SPECIAL REPORT

Forged identity papers big business for traffickers in Greece

Forged identity papers big business for traffickers in Greece

By YIANNIS PAPADOPOULOS

“Did you do anything about the passport?” It was May 29 when M., a Pakistani national and member of a criminal ring peddling forged identification and travel documents, took the phone call asking this question in the middle of dinner. “Wait a few days,” he responded in a laid-back tone. His interlocutor insisted: “When? When the season's over? There's just a month-and-a-half left. There'll be fewer flights after.”

The discussion was kept brief. Before hanging up, M. confided that he is thinking of getting out of the racket. “Stop if you want, but knock out one or two,” his interlocutor responded. “You'll see. It's a lot of money. You'll get hooked.”

This and dozens more telephone conversations were recorded by the Organized Crime Department of the Greek Police. In early October, 12 suspects from Pakistan, Egypt, Iraq and Syria were arrested in Athens on charges of belonging to a criminal organization.

* GIVEN DATA
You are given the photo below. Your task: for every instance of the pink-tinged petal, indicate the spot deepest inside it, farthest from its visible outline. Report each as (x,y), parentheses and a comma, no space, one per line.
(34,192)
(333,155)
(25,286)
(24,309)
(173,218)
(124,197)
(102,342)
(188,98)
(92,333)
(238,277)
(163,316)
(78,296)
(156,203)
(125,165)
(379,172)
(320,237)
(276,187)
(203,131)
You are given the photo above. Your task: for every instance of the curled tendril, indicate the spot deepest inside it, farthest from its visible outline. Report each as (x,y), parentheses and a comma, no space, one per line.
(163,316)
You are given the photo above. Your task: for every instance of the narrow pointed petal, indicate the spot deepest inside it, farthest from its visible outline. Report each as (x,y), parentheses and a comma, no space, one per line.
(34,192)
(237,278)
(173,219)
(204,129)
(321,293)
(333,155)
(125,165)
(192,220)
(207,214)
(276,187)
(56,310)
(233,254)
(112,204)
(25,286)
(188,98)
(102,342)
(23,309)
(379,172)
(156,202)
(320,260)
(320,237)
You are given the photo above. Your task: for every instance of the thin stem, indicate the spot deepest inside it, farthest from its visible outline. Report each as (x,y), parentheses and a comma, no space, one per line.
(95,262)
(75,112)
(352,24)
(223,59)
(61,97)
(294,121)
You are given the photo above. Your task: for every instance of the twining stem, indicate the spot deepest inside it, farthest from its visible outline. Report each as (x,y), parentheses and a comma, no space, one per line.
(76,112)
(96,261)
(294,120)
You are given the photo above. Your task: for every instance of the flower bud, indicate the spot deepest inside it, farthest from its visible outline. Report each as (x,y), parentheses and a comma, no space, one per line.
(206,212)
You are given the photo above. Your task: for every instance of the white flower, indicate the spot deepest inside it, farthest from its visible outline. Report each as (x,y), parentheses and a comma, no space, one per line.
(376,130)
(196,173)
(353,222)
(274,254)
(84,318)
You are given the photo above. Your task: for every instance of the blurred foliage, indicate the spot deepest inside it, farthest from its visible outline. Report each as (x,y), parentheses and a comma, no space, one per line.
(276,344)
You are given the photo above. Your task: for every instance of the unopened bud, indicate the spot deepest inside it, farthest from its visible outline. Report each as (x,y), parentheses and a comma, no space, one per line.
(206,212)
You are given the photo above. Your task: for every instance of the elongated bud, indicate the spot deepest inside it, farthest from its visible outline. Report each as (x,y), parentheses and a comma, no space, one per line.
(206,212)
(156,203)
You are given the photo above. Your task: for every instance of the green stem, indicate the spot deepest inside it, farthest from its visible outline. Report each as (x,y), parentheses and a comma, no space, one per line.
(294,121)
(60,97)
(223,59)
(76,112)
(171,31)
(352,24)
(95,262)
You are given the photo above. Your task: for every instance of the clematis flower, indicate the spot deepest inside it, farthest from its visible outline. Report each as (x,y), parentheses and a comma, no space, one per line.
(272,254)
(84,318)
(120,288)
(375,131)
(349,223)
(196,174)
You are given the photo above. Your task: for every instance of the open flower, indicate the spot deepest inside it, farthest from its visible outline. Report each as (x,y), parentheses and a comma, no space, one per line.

* SET PROBLEM
Can you quote the special report on forged identity papers in Greece in full, word for word?

* THE SOLUTION
SPECIAL REPORT

Forged identity papers big business for traffickers in Greece

Forged identity papers big business for traffickers in Greece

By YIANNIS PAPADOPOULOS

“Did you do anything about the passport?” It was May 29 when M., a Pakistani national and member of a criminal ring peddling forged identification and travel documents, took the phone call asking this question in the middle of dinner. “Wait a few days,” he responded in a laid-back tone. His interlocutor insisted: “When? When the season's over? There's just a month-and-a-half left. There'll be fewer flights after.”

The discussion was kept brief. Before hanging up, M. confided that he is thinking of getting out of the racket. “Stop if you want, but knock out one or two,” his interlocutor responded. “You'll see. It's a lot of money. You'll get hooked.”

This and dozens more telephone conversations were recorded by the Organized Crime Department of the Greek Police. In early October, 12 suspects from Pakistan, Egypt, Iraq and Syria were arrested in Athens on charges of belonging to a criminal organization.